**課題の構成:**
A. 紅林についての文章では、再会したばかりの妹に対して紅林が自ら何をしたと書かれているか。
B. 紅林についての文章を、最後の文の後から書き継げ。

**文書の抜粋:**
※ ※ ※
紅林の自分に対する厳しさ(悪く言えば融通の利かなさ)が仇となって、ようやく再会できた妹の間に深刻な溝ができてしまい、いかにその溝を埋めていくかが本編の見どころ。往生際の悪い某首相の例を見るまでもなく、自分に甘い人間の振る舞いは実に見苦しいもの。とはいえ、自分に厳しすぎるあまり、その厳しさを自分の身内にまで課してしまうのは考えものです。「それも身内に対する愛情だ」とも言えますが、再会したばかりで信頼関係を築く途上にあった妹さんに対して、自ら手錠を掛けるのはあきらかにやり過ぎ。そうした融通の利かなさが紅林の魅力でもあるのですが、他にいくらでも手段があるでしょうに、ことさらに不幸な道を歩もうとするかのような痛々しさは、どうにかすべきです。過度な厳しさを自分に課す人に対しては、誰かが「自分から幸せになろうとしない人間が、幸せになれるわけがない」と言ってやる必要があるのではないでしょうか?
※ ※ ※
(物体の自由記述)

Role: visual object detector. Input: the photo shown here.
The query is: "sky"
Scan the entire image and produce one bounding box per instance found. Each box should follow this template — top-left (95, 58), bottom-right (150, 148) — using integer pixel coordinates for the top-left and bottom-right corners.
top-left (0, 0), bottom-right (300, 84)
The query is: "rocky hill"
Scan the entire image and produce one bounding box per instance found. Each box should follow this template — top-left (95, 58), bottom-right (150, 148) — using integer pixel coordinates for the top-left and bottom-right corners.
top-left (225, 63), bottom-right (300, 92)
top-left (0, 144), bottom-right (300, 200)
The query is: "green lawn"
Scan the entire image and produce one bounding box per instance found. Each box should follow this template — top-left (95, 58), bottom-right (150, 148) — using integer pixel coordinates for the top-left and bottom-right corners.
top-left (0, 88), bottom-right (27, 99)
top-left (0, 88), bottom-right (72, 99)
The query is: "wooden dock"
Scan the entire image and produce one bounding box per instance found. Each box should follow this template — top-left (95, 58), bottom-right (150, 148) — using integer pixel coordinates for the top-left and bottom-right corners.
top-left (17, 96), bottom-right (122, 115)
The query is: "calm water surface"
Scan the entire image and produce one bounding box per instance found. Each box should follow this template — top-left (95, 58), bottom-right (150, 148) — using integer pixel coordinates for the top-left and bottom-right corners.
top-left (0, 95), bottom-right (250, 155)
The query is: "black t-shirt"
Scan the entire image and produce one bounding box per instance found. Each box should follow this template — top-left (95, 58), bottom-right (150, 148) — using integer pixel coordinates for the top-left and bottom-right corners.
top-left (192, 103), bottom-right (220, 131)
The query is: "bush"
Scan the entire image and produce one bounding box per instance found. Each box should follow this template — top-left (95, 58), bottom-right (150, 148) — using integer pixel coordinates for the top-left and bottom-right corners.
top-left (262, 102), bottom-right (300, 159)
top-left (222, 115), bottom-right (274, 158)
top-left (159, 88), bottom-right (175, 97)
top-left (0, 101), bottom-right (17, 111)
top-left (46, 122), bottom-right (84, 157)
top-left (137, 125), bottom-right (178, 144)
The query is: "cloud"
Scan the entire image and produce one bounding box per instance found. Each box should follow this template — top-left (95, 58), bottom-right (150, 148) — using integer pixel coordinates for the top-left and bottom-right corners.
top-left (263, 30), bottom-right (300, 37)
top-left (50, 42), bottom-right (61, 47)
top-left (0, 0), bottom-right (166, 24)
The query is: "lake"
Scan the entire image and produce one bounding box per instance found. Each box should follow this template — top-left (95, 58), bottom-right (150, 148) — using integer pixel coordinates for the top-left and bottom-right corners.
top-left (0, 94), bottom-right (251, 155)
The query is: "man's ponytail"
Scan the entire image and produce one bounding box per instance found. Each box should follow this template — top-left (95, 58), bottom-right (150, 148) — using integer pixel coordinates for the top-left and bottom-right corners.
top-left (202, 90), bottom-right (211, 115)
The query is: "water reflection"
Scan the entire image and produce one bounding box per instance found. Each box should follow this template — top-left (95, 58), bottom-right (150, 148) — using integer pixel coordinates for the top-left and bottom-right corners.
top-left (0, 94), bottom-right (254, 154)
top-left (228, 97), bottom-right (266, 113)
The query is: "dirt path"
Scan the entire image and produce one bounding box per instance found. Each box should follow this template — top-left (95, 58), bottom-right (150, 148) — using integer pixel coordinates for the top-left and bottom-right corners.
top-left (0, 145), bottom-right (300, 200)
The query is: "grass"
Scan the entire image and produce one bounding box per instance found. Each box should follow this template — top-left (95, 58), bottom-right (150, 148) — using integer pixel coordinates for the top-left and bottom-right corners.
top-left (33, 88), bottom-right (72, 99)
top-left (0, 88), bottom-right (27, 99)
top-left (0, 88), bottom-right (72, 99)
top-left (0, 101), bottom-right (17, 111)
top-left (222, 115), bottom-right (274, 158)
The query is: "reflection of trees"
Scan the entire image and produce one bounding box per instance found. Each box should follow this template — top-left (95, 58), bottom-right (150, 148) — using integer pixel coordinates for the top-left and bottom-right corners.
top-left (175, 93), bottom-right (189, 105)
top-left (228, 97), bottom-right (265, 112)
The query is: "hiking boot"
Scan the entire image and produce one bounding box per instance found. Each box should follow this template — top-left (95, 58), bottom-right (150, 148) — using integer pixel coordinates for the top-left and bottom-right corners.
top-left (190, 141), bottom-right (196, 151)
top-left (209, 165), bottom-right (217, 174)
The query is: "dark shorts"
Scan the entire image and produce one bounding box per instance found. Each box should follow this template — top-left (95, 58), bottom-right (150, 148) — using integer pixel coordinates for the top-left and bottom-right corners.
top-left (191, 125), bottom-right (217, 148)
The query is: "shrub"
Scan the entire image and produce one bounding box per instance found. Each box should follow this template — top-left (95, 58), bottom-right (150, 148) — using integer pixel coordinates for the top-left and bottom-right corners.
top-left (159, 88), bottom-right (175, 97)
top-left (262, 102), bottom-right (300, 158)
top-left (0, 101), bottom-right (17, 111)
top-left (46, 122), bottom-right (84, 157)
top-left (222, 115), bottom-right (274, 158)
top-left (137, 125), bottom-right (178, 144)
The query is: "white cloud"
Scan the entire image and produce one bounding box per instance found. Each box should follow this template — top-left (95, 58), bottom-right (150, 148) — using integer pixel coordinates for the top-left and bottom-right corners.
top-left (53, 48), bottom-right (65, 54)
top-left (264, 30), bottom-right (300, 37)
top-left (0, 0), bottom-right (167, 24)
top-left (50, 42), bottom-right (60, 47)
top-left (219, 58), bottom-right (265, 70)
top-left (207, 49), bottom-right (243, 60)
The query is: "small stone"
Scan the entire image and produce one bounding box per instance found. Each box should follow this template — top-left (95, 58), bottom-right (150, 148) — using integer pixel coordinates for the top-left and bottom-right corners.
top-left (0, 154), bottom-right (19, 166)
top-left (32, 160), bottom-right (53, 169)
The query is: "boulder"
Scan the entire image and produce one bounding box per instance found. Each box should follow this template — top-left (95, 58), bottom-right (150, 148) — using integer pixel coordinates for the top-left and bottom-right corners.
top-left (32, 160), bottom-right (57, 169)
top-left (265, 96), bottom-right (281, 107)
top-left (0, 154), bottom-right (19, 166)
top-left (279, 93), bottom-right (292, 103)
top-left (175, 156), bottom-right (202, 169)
※ ※ ※
**課題の結果:**
A. 妹に自ら手錠を掛けた。

B.
ちなみに、「ノアの会」というのは80年頃に話題になった「イエスの方舟」事件が元ネタと思われます。それはさておき、「面影列車」のコメントで、紅林の妹役を鳥居恵子さんと描いてしまいましたが、これはクレジットの印象に迷わされた私のミス。正しくは今回と同様に丸山秀美さんでした。お恥ずかしい限りです。お気づきだった方、今後は黙って笑ってないで指摘してください。もちろん、私が気をつければいいだけの話なのですが・・・

第334話 東京犯罪ガイド!

2007年08月05日 23時08分52秒 | Weblog
脚本 塙五郎、監督 辻理

吉野の父親が東京観光の一団とともに佐賀から上京してきた。父親と会う約束をしていた吉野は、約束の時間を気にしながらも、ある若者の取調べに没頭していた。若者は、一人暮らしの孤独な老人を殺した強盗事件の容疑者として逮捕されたが、犯行を頑なに否定していた。「女と会っていた」とアリバイを主張する若者だが、女とはディスコで出会っただけの間柄で、住所も知らないという。若者とともに繁華街で女を捜す吉野だが、「父親から連絡がなかったか」と特命課に電話している隙に、若者の逃走を許してしまう。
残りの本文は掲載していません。